## What you should do
From the first line to the last, print the material exactly, skipping the pictures.

## Records supplied
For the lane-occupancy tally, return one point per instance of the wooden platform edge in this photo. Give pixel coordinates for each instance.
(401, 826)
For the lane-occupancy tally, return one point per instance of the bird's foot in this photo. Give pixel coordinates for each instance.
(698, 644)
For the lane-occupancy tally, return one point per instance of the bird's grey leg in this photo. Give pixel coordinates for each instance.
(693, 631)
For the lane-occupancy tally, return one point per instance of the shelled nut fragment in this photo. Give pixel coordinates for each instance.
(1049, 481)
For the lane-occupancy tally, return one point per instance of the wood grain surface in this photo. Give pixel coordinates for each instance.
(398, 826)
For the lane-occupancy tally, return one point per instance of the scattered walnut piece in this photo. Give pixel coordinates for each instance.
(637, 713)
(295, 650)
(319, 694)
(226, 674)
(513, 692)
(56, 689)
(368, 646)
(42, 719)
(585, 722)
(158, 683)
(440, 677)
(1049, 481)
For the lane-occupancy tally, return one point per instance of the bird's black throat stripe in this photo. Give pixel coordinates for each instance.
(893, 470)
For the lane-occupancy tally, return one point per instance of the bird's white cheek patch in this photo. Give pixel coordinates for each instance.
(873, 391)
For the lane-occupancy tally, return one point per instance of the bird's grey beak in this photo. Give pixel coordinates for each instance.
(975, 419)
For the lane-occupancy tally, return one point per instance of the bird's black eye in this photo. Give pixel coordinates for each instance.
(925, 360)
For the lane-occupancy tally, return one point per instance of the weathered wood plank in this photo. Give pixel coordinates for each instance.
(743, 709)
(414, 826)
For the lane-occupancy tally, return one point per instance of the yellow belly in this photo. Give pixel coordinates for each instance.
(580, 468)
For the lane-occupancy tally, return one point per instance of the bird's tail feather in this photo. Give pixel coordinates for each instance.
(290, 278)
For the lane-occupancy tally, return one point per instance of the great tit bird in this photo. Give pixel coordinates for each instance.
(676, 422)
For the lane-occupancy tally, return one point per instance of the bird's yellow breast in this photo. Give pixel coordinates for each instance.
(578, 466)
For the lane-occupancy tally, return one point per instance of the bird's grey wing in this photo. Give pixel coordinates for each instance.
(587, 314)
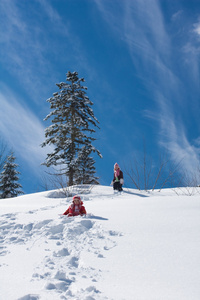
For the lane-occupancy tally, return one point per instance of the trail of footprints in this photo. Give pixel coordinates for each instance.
(61, 268)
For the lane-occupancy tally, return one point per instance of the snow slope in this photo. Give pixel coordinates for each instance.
(132, 246)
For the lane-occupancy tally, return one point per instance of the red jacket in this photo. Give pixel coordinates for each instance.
(75, 210)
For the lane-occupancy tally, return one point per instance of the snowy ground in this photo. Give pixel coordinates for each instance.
(132, 246)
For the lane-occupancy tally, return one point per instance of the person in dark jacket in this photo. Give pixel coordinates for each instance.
(118, 179)
(76, 208)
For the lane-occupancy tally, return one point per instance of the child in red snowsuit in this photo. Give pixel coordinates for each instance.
(76, 208)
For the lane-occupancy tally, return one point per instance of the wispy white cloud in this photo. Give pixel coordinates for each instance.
(21, 129)
(143, 29)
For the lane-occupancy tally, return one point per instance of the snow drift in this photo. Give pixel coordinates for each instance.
(136, 245)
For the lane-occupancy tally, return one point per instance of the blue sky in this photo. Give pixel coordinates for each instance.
(140, 60)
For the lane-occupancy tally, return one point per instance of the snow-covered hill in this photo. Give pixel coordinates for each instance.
(132, 246)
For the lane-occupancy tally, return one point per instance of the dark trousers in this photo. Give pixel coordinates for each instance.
(117, 186)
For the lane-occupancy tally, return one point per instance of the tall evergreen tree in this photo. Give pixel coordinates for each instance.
(85, 171)
(72, 118)
(9, 185)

## Exercise output
For the lane-occupancy tally, return one point per instance of the wooden platform edge in this photo. Give pixel coordinates for each instance.
(401, 826)
For the lane-occupancy tally, return one point per instance of the bird's foot in this photo. Give pixel coordinates for each instance.
(698, 644)
For the lane-occupancy tally, return one point per instance of the bird's grey leg in this photo. Give pixel coordinates for each instance.
(693, 631)
For the lane-occupancy tally, return one point per instance of the shelled nut fragment in this photo. Give pixel coordinates for each instance.
(1049, 481)
For the lane-occupancy tally, return one point per instance of the wood grain surface in this photo. Give pixel coordinates for each instance.
(398, 826)
For the lane-occupancy tally, return one point per instance of the scattered walnut piece in this photo. Give pixel coordinates for each instance.
(637, 713)
(295, 650)
(319, 694)
(226, 674)
(513, 692)
(56, 689)
(368, 646)
(42, 719)
(585, 722)
(158, 683)
(440, 677)
(1049, 481)
For the lane-occupancy tally, return one point per instance of the bird's black throat stripe in this photo. Give pixel coordinates for each instance.
(893, 470)
For the lane-occupancy tally, return one point per instance of the bird's white cheek patch in this photo. Give pixel coordinates for each instance.
(873, 391)
For the lane-occupancy tally, return one point per instance of the bird's grey beak in this photo. Give pixel coordinates for each instance.
(975, 419)
For the lane-occupancy tally, return one point per instance of the bird's black eye in this photo. Give pixel coordinates for each instance.
(925, 360)
For the lane-occupancy tally, return one point per instance of the weathered wood plank in this photo. Give pixel coordinates for each instance.
(743, 709)
(414, 826)
For the lane-occupancy tally, return one point per instance of the yellow belly in this photo. Give pixel coordinates for each instance.
(580, 468)
For the lane-occupancy tally, return one point per instance of the bird's tail feather in this photo. Give pixel coordinates for each instance.
(290, 278)
For the lane-occupancy tally, return one point per instance of the great tit bird in this photo. Give pixel coordinates for each instance.
(676, 422)
For the lane-occupancy tally, return one point per instance of the bird's yellow breast in this photo. Give pixel coordinates for each instance.
(578, 466)
For the lane-occupancy tally, return one point per instance of the bird's grey wing in this photo. Give pixel coordinates for each instance.
(587, 314)
For the lane-occupancy tally, return one point per instance of the trail of footprints in this photo. Give pixel coordinates for each instance.
(61, 268)
For the lane-occupancy tally, return one point per instance of the snow slope in this photo. Give pixel coordinates for each instance.
(132, 246)
For the lane-occupancy tally, return one point per instance of the red jacket in this photo. Give pixel coordinates for each instance.
(75, 210)
For the lane-occupancy tally, return one point per instance of the snowy ground in this photo. Give pixel coordinates for each instance.
(132, 246)
For the lane-occupancy tally, return one point per instance of the person in dark jacket in this photo. Give pixel coordinates for each instance.
(118, 179)
(76, 208)
For the lane-occupancy tally, return one point per instance of the child in red snowsuit in this photo. Give pixel coordinates for each instance.
(76, 208)
For the lane-occupancy tally, return one point per instance of the wispy white cloud in this photo. Give pixel coordinates for each instance.
(21, 129)
(143, 29)
For the lane-occupancy tally, return one point per instance of the snow drift in this photo. Give pixel coordinates for each instance.
(136, 245)
For the lane-occupancy tally, return one point per instance of the blue sky in this photo. Give pixel coordinates for each instance.
(140, 60)
For the lane-occupancy tally, return one point per instance of the snow-covered hill in this photo. Give pixel coordinates for each instance.
(132, 246)
For the lane-occupancy tally, return one point per instance of the dark trousers in this photo. Give pixel coordinates for each instance.
(117, 186)
For the lane-occupancy tally, return one point per instance of the tall evergreen tree in this photo. Give pixel coordinates for each instance.
(85, 171)
(72, 118)
(9, 185)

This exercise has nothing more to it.